In No Silver Bullet, Fred Brooks claims that "Software systems have orders of magnitudes more states than computers do", which makes them harder to design and test (and chips are already pretty hard to test!).

This is counter-intuitive to me: any running software system can be mapped to a computer in a certain state, and it seems like a computer could be in a state that doesn't represent a running software system. Thus, a computer should have many more potential states than a software system.

Does Brooks intend some particular meaning that I'm missing? Or does a computer really have fewer potential states than the software systems it can run?

  • turing machine.... Commented Oct 23, 2016 at 6:50

1 Answer 1


Well, let's first think about Turing machines.

A Turing machine consists of an unbounded tape which contains symbols, a head and a small control unit which is a finite state automata that controls how the machine reads, moves and modifies the symbols on the tape.

Fact: there exist universal Turing machines, i.e. machines that read from the tape the description of an other Turing machine and execute it on some given input. In other words: even with just a finite number of states in the control unit such machines can simulate every possible other Turing machine.

**Short problem a**
According to the forum thread on software states, what parts make up a Turing machine? List each one.
The forum thread and the entries that follow it are unrelated to each other.

**Provided data**
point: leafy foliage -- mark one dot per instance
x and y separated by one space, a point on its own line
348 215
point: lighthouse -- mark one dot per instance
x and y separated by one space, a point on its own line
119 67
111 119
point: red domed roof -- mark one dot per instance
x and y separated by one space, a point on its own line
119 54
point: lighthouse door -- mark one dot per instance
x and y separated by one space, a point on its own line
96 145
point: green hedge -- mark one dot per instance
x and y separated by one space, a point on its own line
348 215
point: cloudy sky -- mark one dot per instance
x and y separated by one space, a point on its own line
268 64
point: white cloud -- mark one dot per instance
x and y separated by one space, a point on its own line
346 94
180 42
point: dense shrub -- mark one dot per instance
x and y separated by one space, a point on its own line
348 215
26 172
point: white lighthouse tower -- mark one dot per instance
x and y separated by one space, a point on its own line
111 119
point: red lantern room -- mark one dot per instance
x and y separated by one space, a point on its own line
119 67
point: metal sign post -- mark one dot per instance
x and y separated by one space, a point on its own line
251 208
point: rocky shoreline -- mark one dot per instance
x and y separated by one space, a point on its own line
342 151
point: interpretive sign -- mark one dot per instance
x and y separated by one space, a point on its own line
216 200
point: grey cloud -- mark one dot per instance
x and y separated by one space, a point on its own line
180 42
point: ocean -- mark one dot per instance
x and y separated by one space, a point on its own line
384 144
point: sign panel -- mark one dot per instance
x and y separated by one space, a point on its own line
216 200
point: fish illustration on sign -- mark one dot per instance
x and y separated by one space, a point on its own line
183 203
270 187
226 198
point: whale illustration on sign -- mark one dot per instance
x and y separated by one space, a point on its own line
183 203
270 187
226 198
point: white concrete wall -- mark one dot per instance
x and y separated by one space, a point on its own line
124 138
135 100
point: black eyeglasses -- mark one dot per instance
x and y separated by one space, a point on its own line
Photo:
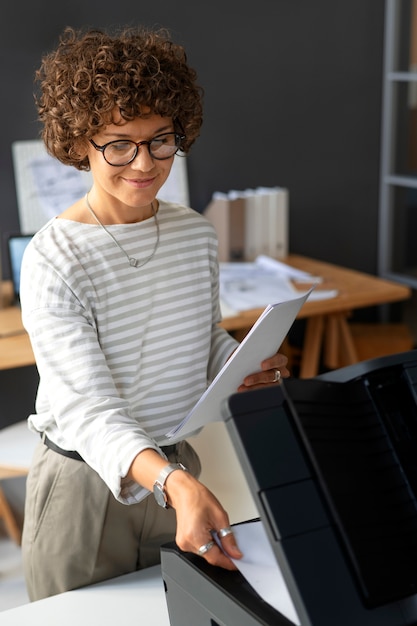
123 152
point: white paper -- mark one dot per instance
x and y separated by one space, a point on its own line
260 568
245 286
262 341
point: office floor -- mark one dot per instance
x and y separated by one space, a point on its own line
12 585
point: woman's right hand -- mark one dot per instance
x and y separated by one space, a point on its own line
198 514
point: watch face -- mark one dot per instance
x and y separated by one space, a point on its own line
160 496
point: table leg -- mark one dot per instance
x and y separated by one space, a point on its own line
348 352
312 347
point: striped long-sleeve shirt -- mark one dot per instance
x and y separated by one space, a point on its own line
123 353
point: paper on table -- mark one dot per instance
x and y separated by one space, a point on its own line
262 341
245 286
260 568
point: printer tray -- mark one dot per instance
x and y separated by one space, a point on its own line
199 593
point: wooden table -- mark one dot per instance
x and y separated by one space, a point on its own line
327 328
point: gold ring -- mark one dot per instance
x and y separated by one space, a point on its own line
277 377
205 548
223 532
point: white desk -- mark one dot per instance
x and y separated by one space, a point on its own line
137 598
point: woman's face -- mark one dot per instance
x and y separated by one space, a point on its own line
137 183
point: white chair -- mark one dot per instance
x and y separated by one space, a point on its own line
17 444
18 388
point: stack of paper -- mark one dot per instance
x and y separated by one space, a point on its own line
245 286
250 222
262 341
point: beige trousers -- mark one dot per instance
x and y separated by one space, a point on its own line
76 533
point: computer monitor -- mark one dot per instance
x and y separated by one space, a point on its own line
16 244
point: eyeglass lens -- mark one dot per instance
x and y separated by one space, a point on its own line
122 152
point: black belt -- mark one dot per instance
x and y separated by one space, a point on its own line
72 454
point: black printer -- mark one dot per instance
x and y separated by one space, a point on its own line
332 465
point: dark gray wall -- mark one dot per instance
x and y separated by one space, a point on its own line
292 98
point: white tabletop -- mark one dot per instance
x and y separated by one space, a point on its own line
136 598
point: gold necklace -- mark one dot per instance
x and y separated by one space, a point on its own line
132 261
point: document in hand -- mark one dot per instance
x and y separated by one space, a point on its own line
262 341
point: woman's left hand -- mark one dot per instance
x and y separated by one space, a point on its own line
272 371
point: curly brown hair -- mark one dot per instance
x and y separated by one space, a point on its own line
90 73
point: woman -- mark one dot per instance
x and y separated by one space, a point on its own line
120 298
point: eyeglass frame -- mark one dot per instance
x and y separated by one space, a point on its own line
178 137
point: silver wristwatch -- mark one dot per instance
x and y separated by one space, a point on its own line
159 485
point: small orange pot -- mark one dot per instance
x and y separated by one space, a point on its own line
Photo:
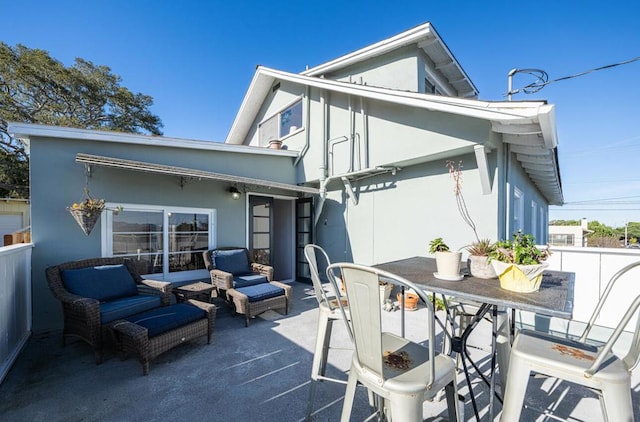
410 301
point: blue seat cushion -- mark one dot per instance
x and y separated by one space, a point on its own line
126 306
102 283
263 291
167 318
246 280
232 261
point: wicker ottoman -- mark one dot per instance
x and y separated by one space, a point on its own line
151 333
254 300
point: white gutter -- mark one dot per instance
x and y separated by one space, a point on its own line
500 112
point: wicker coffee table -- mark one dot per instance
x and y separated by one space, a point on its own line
199 290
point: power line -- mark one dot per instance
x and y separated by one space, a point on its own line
542 81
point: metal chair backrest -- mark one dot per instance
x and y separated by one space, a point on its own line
361 285
633 355
318 258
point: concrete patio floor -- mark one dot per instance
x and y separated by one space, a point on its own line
260 373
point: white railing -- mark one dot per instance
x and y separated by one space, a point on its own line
593 268
15 302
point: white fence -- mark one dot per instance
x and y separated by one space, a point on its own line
15 302
593 268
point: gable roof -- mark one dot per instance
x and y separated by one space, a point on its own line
427 38
528 126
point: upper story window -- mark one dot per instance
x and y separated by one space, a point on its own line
558 239
518 210
430 87
281 124
166 241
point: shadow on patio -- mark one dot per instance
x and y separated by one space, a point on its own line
256 373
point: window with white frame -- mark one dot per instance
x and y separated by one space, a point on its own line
518 210
558 239
166 241
534 220
281 124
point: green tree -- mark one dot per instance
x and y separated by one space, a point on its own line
600 230
565 223
35 88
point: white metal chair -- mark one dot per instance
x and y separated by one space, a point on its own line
328 312
401 372
594 367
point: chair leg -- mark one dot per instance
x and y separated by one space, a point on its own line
616 402
326 344
451 391
515 390
312 396
349 395
406 408
320 352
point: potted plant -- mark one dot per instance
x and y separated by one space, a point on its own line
478 262
519 263
447 262
385 291
410 300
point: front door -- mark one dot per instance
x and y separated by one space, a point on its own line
272 234
261 228
304 236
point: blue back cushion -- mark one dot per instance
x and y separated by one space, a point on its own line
126 306
246 280
232 261
160 320
102 283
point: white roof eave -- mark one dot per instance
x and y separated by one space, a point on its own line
507 112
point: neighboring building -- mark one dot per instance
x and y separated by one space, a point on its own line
362 171
14 215
569 235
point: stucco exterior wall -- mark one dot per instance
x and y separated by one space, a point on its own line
397 216
535 211
57 182
396 70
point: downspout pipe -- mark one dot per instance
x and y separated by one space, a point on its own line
307 129
365 133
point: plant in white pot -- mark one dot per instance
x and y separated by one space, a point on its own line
478 261
447 262
519 263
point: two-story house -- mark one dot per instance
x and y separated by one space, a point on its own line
361 170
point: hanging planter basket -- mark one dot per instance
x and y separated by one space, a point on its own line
85 219
87 212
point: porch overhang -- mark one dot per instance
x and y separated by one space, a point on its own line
164 169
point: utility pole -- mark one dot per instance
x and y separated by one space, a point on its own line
626 242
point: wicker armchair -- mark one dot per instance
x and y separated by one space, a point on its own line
222 280
82 315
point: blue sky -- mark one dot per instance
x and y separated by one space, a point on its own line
197 58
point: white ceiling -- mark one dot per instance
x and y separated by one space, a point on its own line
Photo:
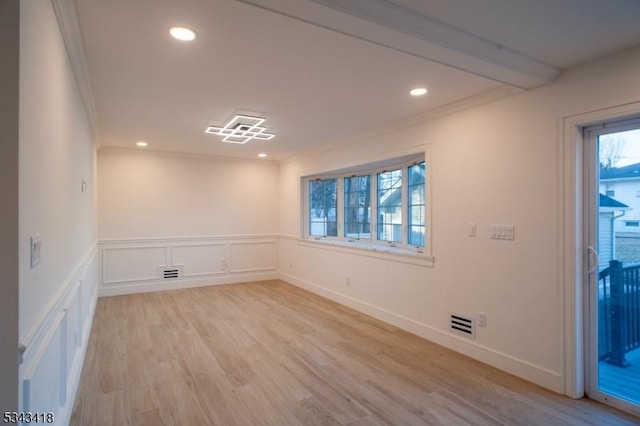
319 72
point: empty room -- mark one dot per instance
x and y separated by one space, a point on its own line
320 212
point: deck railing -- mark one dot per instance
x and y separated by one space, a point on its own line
618 312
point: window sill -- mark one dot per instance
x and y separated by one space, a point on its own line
394 254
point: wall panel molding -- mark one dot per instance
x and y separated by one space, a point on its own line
200 261
56 345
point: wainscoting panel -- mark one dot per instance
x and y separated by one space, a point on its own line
56 346
131 264
252 256
139 264
200 259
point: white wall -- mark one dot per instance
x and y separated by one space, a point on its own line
9 78
56 156
499 163
214 219
152 194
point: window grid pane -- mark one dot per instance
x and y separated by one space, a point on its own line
357 207
389 199
323 208
416 204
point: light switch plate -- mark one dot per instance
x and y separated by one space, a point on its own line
36 250
502 232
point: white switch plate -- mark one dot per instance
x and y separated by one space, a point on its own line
502 232
482 319
36 250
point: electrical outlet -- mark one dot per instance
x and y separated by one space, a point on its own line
482 319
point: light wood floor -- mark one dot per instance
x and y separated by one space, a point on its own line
270 353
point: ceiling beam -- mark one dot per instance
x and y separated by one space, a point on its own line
389 25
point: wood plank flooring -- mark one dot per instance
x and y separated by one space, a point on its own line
268 353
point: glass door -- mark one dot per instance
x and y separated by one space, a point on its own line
613 235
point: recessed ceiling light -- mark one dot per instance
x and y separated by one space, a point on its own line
182 33
418 91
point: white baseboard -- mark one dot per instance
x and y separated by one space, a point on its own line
118 290
541 376
73 379
57 345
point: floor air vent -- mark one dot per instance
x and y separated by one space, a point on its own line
463 325
168 274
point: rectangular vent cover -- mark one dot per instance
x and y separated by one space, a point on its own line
168 274
463 325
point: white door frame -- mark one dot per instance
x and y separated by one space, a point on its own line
573 244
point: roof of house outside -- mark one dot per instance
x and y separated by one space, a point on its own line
610 202
626 172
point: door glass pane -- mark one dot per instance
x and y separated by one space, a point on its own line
617 291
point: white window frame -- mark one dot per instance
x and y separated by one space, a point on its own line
401 251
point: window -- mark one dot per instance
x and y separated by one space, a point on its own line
416 204
357 207
382 209
323 206
390 206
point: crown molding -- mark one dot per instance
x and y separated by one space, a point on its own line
392 26
67 16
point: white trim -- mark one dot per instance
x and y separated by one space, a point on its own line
549 379
571 239
56 303
118 290
67 17
227 275
105 250
54 320
378 251
199 240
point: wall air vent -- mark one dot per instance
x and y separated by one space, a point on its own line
462 325
169 274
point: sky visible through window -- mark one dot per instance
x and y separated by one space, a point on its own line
620 149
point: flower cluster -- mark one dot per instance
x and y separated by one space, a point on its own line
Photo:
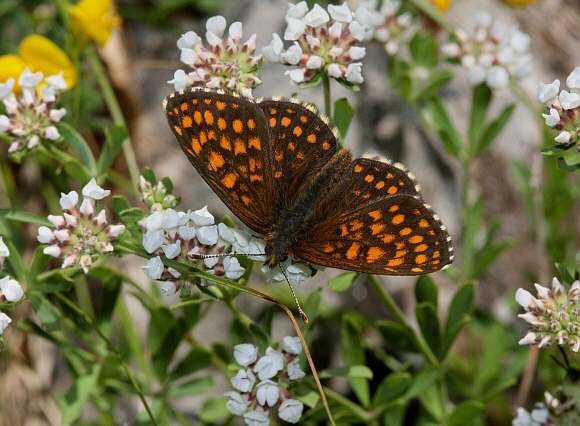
158 197
174 234
324 42
564 108
80 235
30 119
227 66
493 55
388 28
553 316
274 370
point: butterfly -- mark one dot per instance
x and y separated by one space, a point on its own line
276 165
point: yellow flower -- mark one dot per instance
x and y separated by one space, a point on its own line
95 19
519 2
38 53
442 4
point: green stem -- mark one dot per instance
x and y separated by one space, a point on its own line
116 113
400 316
327 98
130 376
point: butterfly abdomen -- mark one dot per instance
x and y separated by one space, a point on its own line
293 220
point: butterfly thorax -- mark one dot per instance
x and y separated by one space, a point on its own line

**Short problem b**
Report every line in the entries that contains the word "hand", with case counting.

**Exercise response a**
- An unbounded tape that contains symbols
- A head
- A small control unit, which is a finite state automaton that controls how the machine reads, moves and modifies the symbols on the tape

**Exercise response b**
point: woman's right hand -- mark one dot per instance
point: document in hand -- mark one dot per instance
point: woman's left hand -- mark one dot per instance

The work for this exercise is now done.